En

Модно жить в руинах

Леонид Десятников — тихий сочинитель музыки. Но его новые композиции рождают шум повсюду — в среде собратьев, в обществе, среди студиозусов-консерваторцев. Пауза для композитора — редкая возможность взгляда внутрь себя. В этот момент с Леонидом Десятниковым встретился корреспондент «МН».

 — Вы стали в последние годы «модным» композитором. Каково это — быть в моде?..

 — К счастью, я этого абсолютно не чувствую. Меня иногда приглашают на какие-то вечеринки по поводу выпуска какого-нибудь глянцевого журнала. Или вот на днях позвонили, предложили сфотографироваться для французского «Вога». Но это так несуразно, что не имеет ко мне абсолютно никакого отношения! У меня есть близкий друг, мы иногда ходим на такие вечеринки вместе, чтобы не было так уныло. Заходим минут на двадцать, здороваемся и уходим. Такая пустая трата времени.

 — О вас известно: вы организованный человек и пишете регулярно по четыре-пять часов в день?

 — Вот вчера я сел за работу после очень большого перерыва и буквально через полчаса выскочил из-за рояля как ошпаренный, потому что понял — не могу, не в состоянии сконцентрироваться. Нужно перенести этот почин на следующий день или даже на понедельник. .. Я себе не нравлюсь, как говорит Рихтер в фильме Монсенжона.

 — Нравиться себе — для художника опасно. Что для вас означает собственно творческий акт? Преодоление себя или веселый, радостный процесс?

**ВЫДЕРЖКИ ИЗ СТРОК**
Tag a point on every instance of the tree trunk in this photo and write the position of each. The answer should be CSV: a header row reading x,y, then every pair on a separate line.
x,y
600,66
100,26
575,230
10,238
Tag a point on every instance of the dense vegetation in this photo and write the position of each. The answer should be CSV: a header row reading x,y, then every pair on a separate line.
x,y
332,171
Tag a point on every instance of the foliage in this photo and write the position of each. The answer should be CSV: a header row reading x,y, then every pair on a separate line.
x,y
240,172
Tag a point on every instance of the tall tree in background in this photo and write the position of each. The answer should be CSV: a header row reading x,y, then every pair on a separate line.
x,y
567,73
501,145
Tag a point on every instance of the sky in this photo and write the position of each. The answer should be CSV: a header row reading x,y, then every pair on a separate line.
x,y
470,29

**ЗАДАНИЯ**
**a.** Согласно интервью с Леонидом Десятниковым, на сколько минут он с другом обычно заходит на вечеринки?
**b.** Подхватите интервью с Леонидом Десятниковым и продолжите его после последней реплики.
Строки для этой работы не нужны.

**ОТВЕТЫ К ЗАДАНИЯМ**
**a.** Примерно на двадцать минут.

**b.**
 — Ну что вы! Это ужасно тяжело. (Долгая пауза.) Это очень тяжелая работа.

 — А какую часть вашей авторской жизни занимает то, что принято называть вдохновением?

 — Да что-то не припомню я никакого вдохновения. Бывают моменты, когда «расписываешься», находишь какую-то счастливую «жилу», но это случается довольно редко.

 — Но при этом вы счастливый человек?

 — Это вопрос не для «Московских новостей». Это для газеты «Жизнь».

 — Нет, это просто один из вопросов в разговоре…

 — Да, счастливый. Потому что мне не надо задумываться, чтобы ответить на этот вопрос.

 — А каков состав этого счастья? Из чего оно складывается?

 — Из некой гармонии между работой, отдыхом, человеческими отношениями, чувствами, восприятием природы и так далее.

Само собой, у меня бывают периоды депрессии, ощущение творческого бессилия, но большая часть времени проходит, как у всех людей, — в полуидиотическом состоянии, между сном и явью.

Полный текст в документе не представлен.